**Source extract**

=====

Oracle 10g Enhancements to Analytical Functions
One morning I arrived early at my client site to find a
developer running multiple SQL queries, then feverishly transferring the
resulting output into a Microsoft Excel spreadsheet. When I asked her the
reason for her frantic activity, she told me she needed to perform some complex
financial calculations on the results, but did not know how to perform them
from within Oracle.
I took an informal poll of the developers I supported, and I
found out that many of them were still creating queries to extract raw data
from tables and/or views, but then dumping that output to comma-delimited files
and then into a spreadsheet so that the raw data could be manipulated via
Excel's analytical functions. Some typical requirements these developers were
pursuing included these scenarios:
-
A Sales account executive asked for a subset of revenue data to
create a series of graphs for her accounts. The graph needed to break out sales
within each state in the Midwest and across different products and annual
periods. The account executive also specified that any missing values for
states or time periods in which no sales took place for a particular product
could be filled in with meaningful default values.
-
A user in Marketing needed a report that broke down sales within
time periods, product types, and regions, including percentages of the total
sales calculated at different control breaks.
-
An Accounting department user needed a report that calculated the
eventual value of a company's outstanding cash balance if particular
assets were invested at different rates of interest, or over different time
periods.
The good news is that Oracle 10g has beefed up analytical
function processing so that all these scenarios can be handled by simply
running an appropriate query directly against the database. I will cover the
first scenario in the following sections, and I will tackle the last two
scenarios in my next article when I cover the MODEL clause in depth.
Using Partitioned Outer Joins To "Densify" Data
Oracle 10g offers a new type of join, a partitioned outer
join, that not only lets me join disparate sets of data, but also allows me
to fill in "gaps" in the result sets because some data might be
missing. For example, even though sales of a particular product may exist in
most of the states in the Midwest, it is entirely possible that no sales exist
in a particular calendar year for that product because of the time period in
which it was introduced.

=====

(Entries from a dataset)
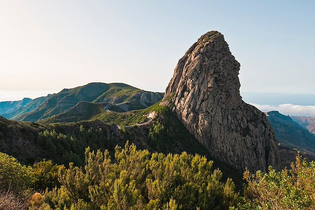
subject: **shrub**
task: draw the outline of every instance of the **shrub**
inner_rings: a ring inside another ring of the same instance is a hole
[[[0,152],[1,190],[20,193],[31,187],[33,181],[32,168],[22,166],[15,158]]]

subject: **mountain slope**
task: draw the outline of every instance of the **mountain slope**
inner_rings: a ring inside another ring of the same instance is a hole
[[[315,118],[312,117],[291,116],[291,118],[311,133],[315,134]]]
[[[22,109],[32,101],[31,98],[24,98],[20,101],[0,102],[0,115],[8,114]]]
[[[19,107],[13,112],[9,113],[3,114],[1,115],[2,117],[10,119],[32,112],[42,104],[42,103],[44,103],[47,98],[50,97],[51,95],[51,94],[48,94],[46,96],[39,97],[38,98],[35,98],[23,107]]]
[[[33,109],[27,110],[26,107],[24,110],[3,117],[17,121],[45,120],[47,122],[74,121],[89,120],[93,114],[101,112],[99,105],[90,104],[89,109],[86,110],[82,108],[83,104],[74,107],[79,102],[106,103],[115,105],[112,107],[113,110],[126,112],[147,108],[160,100],[163,95],[161,93],[146,91],[123,83],[93,83],[71,89],[63,89],[40,100],[39,98],[34,99],[32,104],[33,106],[28,107]],[[35,104],[35,101],[41,103]],[[92,110],[92,107],[95,109]],[[71,110],[73,108],[74,109]],[[73,117],[66,117],[73,115],[76,109],[79,109],[80,112]],[[69,112],[67,113],[68,111]]]
[[[223,35],[208,32],[178,61],[161,104],[215,158],[241,170],[279,168],[266,116],[240,95],[240,66]]]
[[[315,135],[278,111],[266,114],[268,120],[280,142],[306,151],[315,152]]]

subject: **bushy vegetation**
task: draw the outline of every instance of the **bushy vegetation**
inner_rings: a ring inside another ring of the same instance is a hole
[[[114,157],[88,148],[84,167],[46,160],[27,167],[3,153],[0,160],[4,210],[315,209],[315,162],[299,155],[290,170],[246,171],[243,196],[205,157],[128,143]]]
[[[55,130],[46,130],[38,134],[37,145],[43,148],[43,156],[59,164],[73,162],[75,165],[84,165],[85,148],[105,150],[108,142],[100,128],[94,130],[80,126],[76,134],[58,134]]]
[[[315,209],[315,162],[302,160],[298,154],[291,169],[251,174],[246,171],[244,198],[239,210]]]
[[[32,171],[15,158],[0,152],[0,190],[14,193],[27,190],[32,186],[33,180]]]
[[[60,188],[46,191],[53,209],[227,209],[238,198],[231,180],[199,155],[165,155],[117,147],[109,152],[86,151],[84,169],[70,163],[59,170]]]

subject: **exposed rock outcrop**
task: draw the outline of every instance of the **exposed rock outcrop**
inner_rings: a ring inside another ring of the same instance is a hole
[[[179,60],[161,105],[215,158],[241,170],[278,169],[275,133],[265,114],[242,100],[240,66],[223,35],[208,32]]]

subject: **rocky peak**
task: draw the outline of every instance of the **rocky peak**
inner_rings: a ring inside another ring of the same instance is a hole
[[[240,66],[223,35],[208,32],[179,60],[161,105],[214,157],[242,170],[279,168],[275,134],[265,114],[240,95]]]

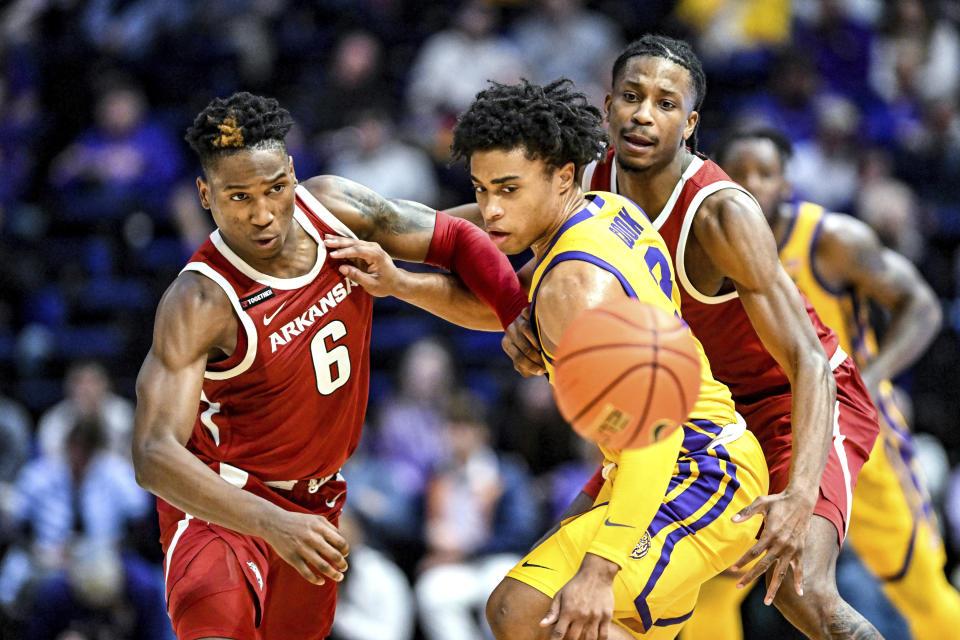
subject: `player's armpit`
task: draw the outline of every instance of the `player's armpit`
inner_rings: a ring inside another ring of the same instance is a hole
[[[626,297],[623,286],[609,271],[583,260],[559,263],[540,281],[533,322],[540,344],[556,353],[564,330],[581,312]]]

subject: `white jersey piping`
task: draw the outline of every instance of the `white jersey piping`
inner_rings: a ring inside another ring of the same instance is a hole
[[[223,289],[223,292],[227,294],[227,298],[230,300],[230,304],[233,305],[234,312],[236,312],[237,317],[240,319],[240,324],[243,326],[244,332],[247,334],[247,353],[237,366],[227,369],[226,371],[204,371],[203,377],[208,380],[226,380],[227,378],[240,375],[250,368],[254,358],[257,357],[257,326],[253,323],[253,318],[247,315],[247,312],[240,306],[240,298],[237,297],[237,292],[233,290],[233,287],[230,286],[227,279],[220,275],[213,267],[205,262],[190,262],[180,273],[184,271],[196,271],[210,278]]]
[[[720,296],[707,296],[702,294],[697,290],[696,287],[693,286],[693,283],[691,283],[690,279],[687,277],[687,269],[685,264],[687,240],[690,237],[690,229],[693,227],[693,219],[700,210],[700,205],[703,204],[703,201],[709,196],[712,196],[717,191],[722,191],[723,189],[736,189],[737,191],[741,191],[747,194],[750,200],[756,204],[756,200],[752,195],[750,195],[750,192],[738,185],[736,182],[721,180],[719,182],[708,184],[697,192],[697,195],[695,195],[693,200],[690,202],[690,206],[688,206],[687,210],[684,212],[683,223],[680,226],[680,238],[677,240],[677,279],[680,280],[681,286],[683,286],[686,292],[690,294],[691,298],[698,302],[702,302],[703,304],[720,304],[721,302],[733,300],[739,296],[736,291],[731,291]],[[758,210],[759,207],[760,205],[757,205]]]
[[[330,213],[330,210],[323,206],[323,204],[317,200],[316,196],[310,193],[309,189],[303,185],[297,185],[297,195],[300,196],[300,199],[303,200],[308,207],[310,207],[310,210],[313,212],[313,214],[323,220],[324,224],[326,224],[328,227],[344,237],[353,238],[354,240],[358,239],[357,234],[355,234],[350,227],[343,224],[340,218]],[[323,246],[322,240],[320,241],[320,246]]]

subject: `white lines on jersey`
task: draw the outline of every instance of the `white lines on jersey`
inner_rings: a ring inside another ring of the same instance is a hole
[[[277,307],[276,310],[275,310],[273,313],[271,313],[269,316],[263,316],[263,326],[266,327],[266,326],[269,325],[271,322],[273,322],[273,319],[277,317],[277,314],[280,313],[280,309],[283,309],[283,305],[285,305],[285,304],[287,304],[287,301],[286,301],[286,300],[284,300],[284,301],[283,301],[283,304],[281,304],[279,307]]]

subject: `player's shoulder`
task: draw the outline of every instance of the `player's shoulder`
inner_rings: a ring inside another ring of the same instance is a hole
[[[160,299],[157,316],[207,318],[215,321],[233,314],[233,307],[223,288],[208,276],[186,270],[174,279]]]

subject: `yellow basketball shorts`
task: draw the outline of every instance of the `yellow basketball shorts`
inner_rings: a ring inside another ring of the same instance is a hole
[[[591,510],[564,522],[507,577],[552,598],[576,574],[603,526],[614,482],[615,473]],[[725,445],[679,456],[653,521],[624,547],[613,585],[614,620],[637,637],[673,638],[693,612],[700,585],[755,542],[761,519],[731,518],[766,495],[768,486],[763,451],[749,431]]]

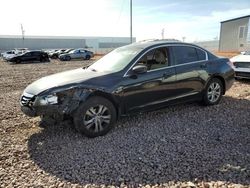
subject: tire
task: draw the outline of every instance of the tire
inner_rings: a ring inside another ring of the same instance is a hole
[[[224,87],[218,78],[212,78],[204,91],[203,103],[208,105],[216,105],[220,102],[223,95]]]
[[[90,55],[86,55],[85,59],[90,60]]]
[[[16,64],[19,64],[21,63],[21,60],[20,59],[16,59]]]
[[[51,58],[52,58],[52,59],[56,59],[56,58],[57,58],[57,55],[52,55]]]
[[[94,96],[78,107],[73,120],[76,130],[87,137],[103,136],[116,122],[116,109],[109,100]]]
[[[71,57],[70,57],[70,56],[66,56],[66,57],[65,57],[65,60],[66,60],[66,61],[70,61],[70,60],[71,60]]]
[[[43,57],[40,57],[40,62],[44,62],[44,58]]]

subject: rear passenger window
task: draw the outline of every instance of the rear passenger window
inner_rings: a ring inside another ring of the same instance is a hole
[[[200,61],[201,60],[206,60],[206,54],[205,54],[204,51],[196,48],[196,52],[197,52],[197,55],[198,55],[198,58],[199,58]]]
[[[175,64],[185,64],[206,59],[206,54],[200,49],[189,46],[173,46]]]

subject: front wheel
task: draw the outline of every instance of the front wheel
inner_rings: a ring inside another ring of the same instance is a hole
[[[211,79],[204,92],[203,102],[205,105],[215,105],[221,100],[223,94],[223,85],[218,78]]]
[[[102,136],[116,122],[116,110],[109,100],[94,96],[79,106],[73,119],[76,130],[87,137]]]
[[[20,59],[16,59],[16,64],[19,64],[21,63],[21,60]]]
[[[90,60],[90,55],[86,55],[85,59]]]
[[[70,56],[66,56],[66,57],[65,57],[65,60],[66,60],[66,61],[70,61],[70,60],[71,60],[71,57],[70,57]]]

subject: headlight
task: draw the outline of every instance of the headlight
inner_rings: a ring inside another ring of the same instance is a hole
[[[38,97],[36,105],[50,105],[57,103],[58,103],[58,97],[56,95],[47,95]]]

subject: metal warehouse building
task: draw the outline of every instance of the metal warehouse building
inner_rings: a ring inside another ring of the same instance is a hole
[[[250,50],[250,15],[221,22],[219,51]]]
[[[136,39],[133,38],[133,42]],[[14,48],[57,49],[89,48],[96,53],[106,53],[113,48],[130,43],[129,37],[66,37],[66,36],[0,36],[0,51]]]

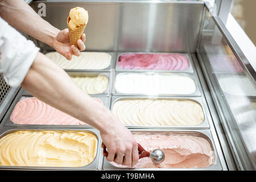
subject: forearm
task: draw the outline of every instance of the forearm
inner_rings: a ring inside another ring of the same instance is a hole
[[[0,16],[13,27],[51,46],[60,31],[42,19],[23,0],[2,0]]]
[[[36,56],[22,85],[42,101],[101,132],[105,133],[112,127],[120,125],[108,109],[84,93],[67,73],[40,53]]]

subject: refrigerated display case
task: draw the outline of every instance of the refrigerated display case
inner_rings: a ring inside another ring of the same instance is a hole
[[[126,127],[135,131],[187,133],[191,135],[196,134],[207,138],[214,154],[214,165],[204,168],[192,168],[189,169],[191,170],[256,169],[256,74],[220,17],[209,12],[212,8],[209,3],[170,1],[35,1],[30,6],[37,12],[40,3],[46,5],[46,16],[42,18],[60,30],[67,27],[66,19],[71,8],[80,6],[88,11],[89,20],[85,30],[85,51],[110,53],[113,55],[111,68],[102,71],[67,71],[69,74],[93,73],[107,75],[109,80],[108,91],[96,97],[104,101],[108,108],[112,109],[117,100],[165,99],[192,100],[203,109],[204,120],[201,125],[126,125]],[[42,52],[53,51],[48,45],[35,42]],[[187,70],[175,72],[123,70],[118,66],[118,58],[127,52],[181,54],[188,59],[190,67]],[[161,75],[188,75],[194,80],[196,91],[185,94],[156,91],[139,94],[133,90],[128,93],[116,92],[117,77],[131,73],[156,75],[158,78],[160,78]],[[22,88],[9,87],[2,77],[1,81],[0,138],[12,130],[21,129],[92,130],[90,126],[20,126],[12,123],[10,115],[15,105],[20,97],[27,97],[30,93]],[[100,136],[97,136],[101,141]],[[104,159],[101,155],[102,149],[98,152],[100,153],[97,155],[98,159],[94,162],[95,167],[92,169],[123,169],[117,168]],[[90,169],[90,165],[85,168]],[[48,168],[0,166],[0,169]]]

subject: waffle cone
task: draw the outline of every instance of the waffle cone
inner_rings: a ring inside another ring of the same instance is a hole
[[[84,33],[84,28],[85,28],[86,24],[85,23],[82,25],[80,26],[79,27],[76,27],[75,29],[72,29],[69,26],[68,22],[69,22],[69,20],[70,18],[69,16],[68,16],[67,23],[69,36],[69,42],[72,44],[77,46],[76,42],[77,42],[77,40],[81,39],[81,36]]]

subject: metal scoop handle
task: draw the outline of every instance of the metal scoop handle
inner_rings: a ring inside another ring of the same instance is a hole
[[[106,146],[105,145],[105,144],[102,142],[101,143],[101,147],[103,148],[103,155],[105,157],[108,156],[108,155],[109,154],[109,153],[108,152],[107,150],[106,150]],[[146,158],[146,157],[151,157],[151,154],[152,154],[152,152],[149,152],[148,151],[147,151],[146,150],[144,150],[143,148],[143,147],[142,147],[141,146],[141,145],[139,143],[138,143],[138,152],[139,153],[139,159],[141,159],[143,158]],[[152,158],[158,158],[158,156],[153,156]]]

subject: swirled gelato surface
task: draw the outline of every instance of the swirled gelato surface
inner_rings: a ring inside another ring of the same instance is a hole
[[[63,69],[103,69],[110,65],[111,56],[105,52],[81,52],[79,56],[73,55],[70,61],[57,52],[46,54]]]
[[[104,93],[109,84],[109,79],[104,76],[96,77],[72,77],[73,81],[82,91],[89,94],[97,94]]]
[[[139,160],[133,166],[111,163],[117,167],[139,168],[203,168],[214,163],[214,155],[209,142],[204,138],[172,134],[134,134],[137,142],[147,151],[160,149],[165,159],[155,164],[149,158]]]
[[[120,56],[118,66],[127,69],[185,70],[189,63],[180,54],[128,53]]]
[[[200,105],[192,101],[125,100],[115,102],[112,111],[131,125],[197,125],[204,119]]]
[[[102,102],[97,99],[98,102]],[[87,125],[35,97],[26,98],[16,104],[11,121],[18,125]]]
[[[95,158],[97,143],[85,131],[20,130],[0,138],[0,165],[83,167]]]
[[[175,73],[121,73],[115,90],[122,93],[189,94],[196,90],[191,77]]]

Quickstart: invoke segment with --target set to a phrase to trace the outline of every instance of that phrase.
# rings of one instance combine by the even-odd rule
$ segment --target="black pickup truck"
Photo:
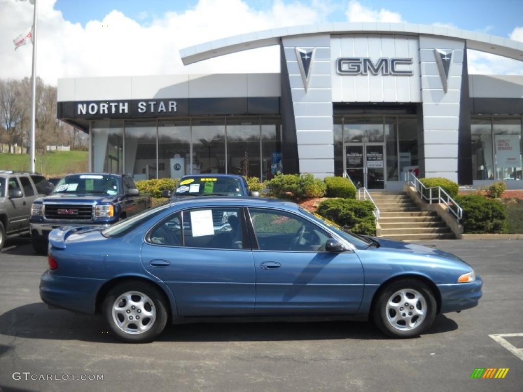
[[[33,202],[29,218],[33,248],[39,253],[46,251],[49,233],[56,227],[108,226],[151,206],[150,197],[141,195],[129,176],[66,176],[50,194]]]

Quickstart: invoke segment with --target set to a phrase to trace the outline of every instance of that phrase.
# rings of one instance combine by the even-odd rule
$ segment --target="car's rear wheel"
[[[162,294],[143,282],[117,285],[107,293],[103,308],[112,332],[130,343],[153,340],[167,324],[167,306]]]
[[[373,308],[374,322],[394,338],[418,336],[436,317],[436,302],[430,289],[416,279],[389,284],[379,294]]]

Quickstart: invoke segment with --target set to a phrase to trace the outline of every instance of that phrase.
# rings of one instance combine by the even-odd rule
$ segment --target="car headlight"
[[[464,273],[458,278],[458,283],[468,283],[469,282],[474,282],[476,280],[476,274],[473,271]]]
[[[46,207],[43,204],[33,203],[31,205],[31,215],[32,216],[43,216],[46,213]]]
[[[115,216],[115,206],[96,205],[95,206],[95,218],[110,218]]]

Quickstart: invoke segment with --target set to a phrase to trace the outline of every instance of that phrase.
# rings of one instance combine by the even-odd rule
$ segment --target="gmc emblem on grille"
[[[68,208],[59,208],[56,211],[56,213],[58,215],[78,215],[78,210]]]

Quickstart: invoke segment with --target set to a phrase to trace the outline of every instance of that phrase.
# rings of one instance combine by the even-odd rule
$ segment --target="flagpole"
[[[33,10],[33,31],[32,44],[33,44],[33,58],[32,58],[32,74],[31,77],[31,171],[35,171],[35,128],[36,124],[36,24],[37,24],[37,5],[38,4],[38,0],[35,0],[35,8]]]

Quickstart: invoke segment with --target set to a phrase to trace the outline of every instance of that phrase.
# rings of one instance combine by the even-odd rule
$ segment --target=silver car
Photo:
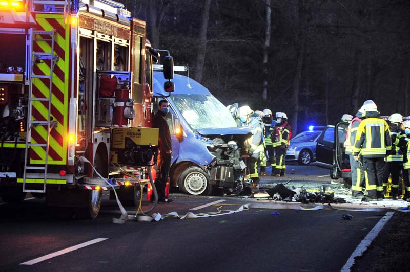
[[[306,165],[316,160],[316,142],[324,127],[315,127],[291,139],[285,161]]]

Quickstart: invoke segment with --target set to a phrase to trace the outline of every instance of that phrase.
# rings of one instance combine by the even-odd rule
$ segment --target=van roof
[[[169,95],[169,93],[163,90],[163,83],[168,81],[168,80],[163,78],[163,73],[154,72],[153,75],[154,95],[155,96],[166,96]],[[171,93],[171,96],[173,94],[175,95],[212,95],[207,88],[186,76],[174,74],[174,78],[172,81],[174,82],[175,87],[174,92]]]

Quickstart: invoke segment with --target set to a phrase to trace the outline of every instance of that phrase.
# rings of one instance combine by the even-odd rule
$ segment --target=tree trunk
[[[351,104],[352,109],[351,111],[354,112],[357,110],[358,100],[359,97],[359,88],[360,80],[360,62],[362,51],[360,49],[356,49],[355,50],[355,57],[353,62],[353,75],[352,80],[352,96]]]
[[[329,73],[326,75],[326,86],[324,89],[324,108],[326,116],[326,123],[329,123]]]
[[[296,135],[298,131],[298,116],[299,114],[299,93],[300,88],[300,78],[302,76],[302,67],[303,65],[303,57],[304,56],[305,47],[306,46],[306,33],[303,29],[299,39],[300,43],[298,48],[297,57],[296,59],[296,71],[293,78],[293,88],[292,98],[293,99],[293,112],[292,122],[291,124],[292,133]]]
[[[266,0],[266,30],[265,42],[263,44],[263,60],[262,63],[263,72],[263,91],[262,98],[268,100],[268,52],[271,44],[271,0]]]
[[[205,62],[205,55],[207,53],[207,32],[208,29],[210,6],[211,0],[206,0],[203,4],[201,28],[199,30],[199,36],[198,39],[198,52],[196,54],[195,77],[194,78],[198,82],[200,82],[202,80],[203,63]]]
[[[404,83],[404,89],[403,93],[404,93],[404,115],[408,116],[410,112],[408,112],[408,92],[410,89],[408,89],[409,84],[410,84],[410,59],[407,59],[406,61],[406,69],[405,70],[405,83]]]
[[[150,1],[148,27],[150,30],[150,40],[154,48],[158,48],[159,46],[159,32],[158,29],[158,26],[157,25],[159,16],[157,9],[157,1],[154,0]]]

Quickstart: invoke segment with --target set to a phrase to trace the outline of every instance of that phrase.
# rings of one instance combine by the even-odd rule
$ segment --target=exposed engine
[[[244,141],[244,135],[229,135],[225,138],[208,141],[212,146],[208,149],[215,157],[207,168],[211,178],[219,182],[220,186],[225,188],[224,194],[238,195],[242,192],[245,182],[246,164],[241,158],[240,148]],[[225,186],[229,183],[233,186]]]

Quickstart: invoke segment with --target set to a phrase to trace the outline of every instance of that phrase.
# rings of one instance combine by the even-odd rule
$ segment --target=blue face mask
[[[161,111],[162,111],[163,113],[163,114],[166,115],[169,112],[170,109],[168,108],[162,108],[162,109],[161,109]]]

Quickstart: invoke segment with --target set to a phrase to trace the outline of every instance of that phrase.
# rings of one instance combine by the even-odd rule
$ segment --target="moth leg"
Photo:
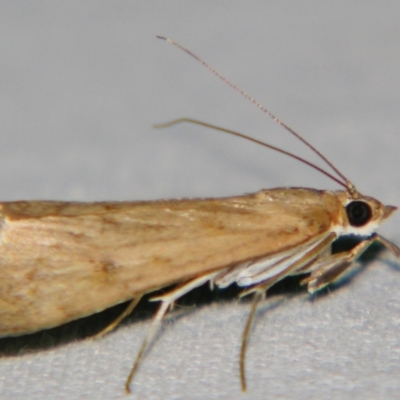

=====

**Exercise details**
Pick up the article on Oracle 10g analytical functions right after its last sentence and carry it further. The entries play no part in what comes next.

**Exercise result**
Oracle calls the concept of filling in missing data with
partitioned outer joins data densification. To illustrate, I will create
a new view, SH.CALENDAR_YEARS, that
contains all existing calendar years in the SH.TIMES time periods table and adds in all
current calendar years up to and including 2005. I will also create a new view
named SH.SALES_MIDWEST_ONLY
that will gather only a small subset of sales data from the sales history
table, SALES. (I am
using a small subset only to delineate the results of data densification; in
real life, of course, I would use all the available sales data.)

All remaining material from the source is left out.